## YOUR TASK
Pull out every line in the entries below that contains the string "woman", matching case exactly, and copy those lines.

## EXERCISE DATA
'''

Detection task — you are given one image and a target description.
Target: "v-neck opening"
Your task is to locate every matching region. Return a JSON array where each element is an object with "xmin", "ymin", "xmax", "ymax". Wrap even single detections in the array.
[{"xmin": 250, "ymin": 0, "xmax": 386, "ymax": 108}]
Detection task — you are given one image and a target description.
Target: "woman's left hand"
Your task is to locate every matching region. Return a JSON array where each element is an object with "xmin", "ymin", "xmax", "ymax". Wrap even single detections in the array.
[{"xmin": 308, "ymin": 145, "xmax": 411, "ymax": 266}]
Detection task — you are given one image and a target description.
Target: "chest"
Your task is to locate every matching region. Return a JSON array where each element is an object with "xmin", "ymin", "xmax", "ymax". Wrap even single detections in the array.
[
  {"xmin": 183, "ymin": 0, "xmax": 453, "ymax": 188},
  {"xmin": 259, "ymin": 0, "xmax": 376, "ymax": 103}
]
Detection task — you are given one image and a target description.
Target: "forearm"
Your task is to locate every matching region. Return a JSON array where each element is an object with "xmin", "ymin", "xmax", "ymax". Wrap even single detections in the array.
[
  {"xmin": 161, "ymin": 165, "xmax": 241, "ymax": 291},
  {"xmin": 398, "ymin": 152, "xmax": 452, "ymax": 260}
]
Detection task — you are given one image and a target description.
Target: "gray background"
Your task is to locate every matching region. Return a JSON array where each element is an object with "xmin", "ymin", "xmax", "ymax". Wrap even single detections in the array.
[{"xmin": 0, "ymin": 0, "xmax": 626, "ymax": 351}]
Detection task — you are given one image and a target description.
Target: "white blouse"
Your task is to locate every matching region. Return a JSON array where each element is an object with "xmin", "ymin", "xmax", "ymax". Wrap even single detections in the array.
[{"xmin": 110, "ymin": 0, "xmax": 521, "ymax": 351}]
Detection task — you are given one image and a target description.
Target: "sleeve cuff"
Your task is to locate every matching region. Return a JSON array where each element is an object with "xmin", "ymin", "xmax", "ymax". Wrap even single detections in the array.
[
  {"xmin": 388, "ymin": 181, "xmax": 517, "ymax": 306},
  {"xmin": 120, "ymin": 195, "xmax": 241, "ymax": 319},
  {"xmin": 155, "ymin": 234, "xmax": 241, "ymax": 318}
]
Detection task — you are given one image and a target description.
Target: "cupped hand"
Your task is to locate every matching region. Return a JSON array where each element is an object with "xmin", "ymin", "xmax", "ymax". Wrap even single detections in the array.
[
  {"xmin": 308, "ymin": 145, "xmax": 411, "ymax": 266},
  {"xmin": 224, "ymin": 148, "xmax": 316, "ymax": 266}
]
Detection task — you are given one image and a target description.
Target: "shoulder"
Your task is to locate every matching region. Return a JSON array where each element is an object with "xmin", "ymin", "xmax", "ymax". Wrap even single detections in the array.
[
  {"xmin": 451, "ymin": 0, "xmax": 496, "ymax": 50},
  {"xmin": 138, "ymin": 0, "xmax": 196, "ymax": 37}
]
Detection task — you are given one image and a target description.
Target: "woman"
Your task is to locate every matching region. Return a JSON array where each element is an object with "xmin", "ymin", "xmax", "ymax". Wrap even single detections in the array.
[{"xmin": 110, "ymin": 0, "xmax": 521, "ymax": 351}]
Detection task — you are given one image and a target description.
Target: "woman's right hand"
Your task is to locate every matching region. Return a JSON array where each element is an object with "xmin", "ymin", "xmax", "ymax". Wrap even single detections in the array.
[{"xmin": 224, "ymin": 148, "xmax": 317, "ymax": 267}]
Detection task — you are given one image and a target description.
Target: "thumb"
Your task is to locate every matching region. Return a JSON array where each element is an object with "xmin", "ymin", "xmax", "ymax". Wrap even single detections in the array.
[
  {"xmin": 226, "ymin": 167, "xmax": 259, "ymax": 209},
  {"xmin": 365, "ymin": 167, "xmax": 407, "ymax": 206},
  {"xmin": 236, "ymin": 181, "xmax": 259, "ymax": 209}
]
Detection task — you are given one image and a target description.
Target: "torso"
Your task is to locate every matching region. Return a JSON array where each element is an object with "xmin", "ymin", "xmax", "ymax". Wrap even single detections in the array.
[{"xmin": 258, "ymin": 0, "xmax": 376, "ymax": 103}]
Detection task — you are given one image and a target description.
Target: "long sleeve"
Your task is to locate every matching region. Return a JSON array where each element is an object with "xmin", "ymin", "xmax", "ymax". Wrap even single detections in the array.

'''

## THE SOLUTION
Target: "woman's left hand"
Target: "woman"
Target: "woman's right hand"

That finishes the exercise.